● **Work required**
Write out every line of the entries below in full. Add -57 to each number in the answers, meaning the viewBox values and the path coordinates.

[Labeled contour entries]
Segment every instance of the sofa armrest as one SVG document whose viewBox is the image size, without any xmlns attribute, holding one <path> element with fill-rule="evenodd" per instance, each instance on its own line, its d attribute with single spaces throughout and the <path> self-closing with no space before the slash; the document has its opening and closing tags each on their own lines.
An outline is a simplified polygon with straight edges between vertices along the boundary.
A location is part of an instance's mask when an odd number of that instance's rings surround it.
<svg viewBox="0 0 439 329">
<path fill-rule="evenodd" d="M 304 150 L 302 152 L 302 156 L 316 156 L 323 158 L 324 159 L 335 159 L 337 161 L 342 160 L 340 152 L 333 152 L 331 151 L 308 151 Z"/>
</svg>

● **Result for this task**
Segment every instance of the sofa armrest as one SVG document whose viewBox is the image size, without any xmlns attribute, holding one <path> element with fill-rule="evenodd" per instance, each instance on its own line, its d attribute with single spaces throughout and the <path> self-closing with no space before the slash; the document has its opening and closing tags each on their own lines.
An outline is a simplified polygon with straight edges between vertices along the boundary.
A location is part of an instance's mask when an odd number of that instance's rings surround it.
<svg viewBox="-57 -57 382 272">
<path fill-rule="evenodd" d="M 247 93 L 245 95 L 245 99 L 259 99 L 266 101 L 267 102 L 278 102 L 280 104 L 285 103 L 283 95 L 276 95 L 274 94 L 251 94 Z"/>
</svg>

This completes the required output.